══ Input data
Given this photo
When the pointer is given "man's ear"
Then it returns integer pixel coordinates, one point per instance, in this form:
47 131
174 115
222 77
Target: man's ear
════
Aim —
Please substitute "locator" for "pointer" throughout the lines above and leave everything else unchanged.

Reply to the exercise —
Given this photo
When the locator is given "man's ear"
Then it returns integer pixel coordinates, one point per instance, in this form:
47 131
174 115
222 77
Target: man's ear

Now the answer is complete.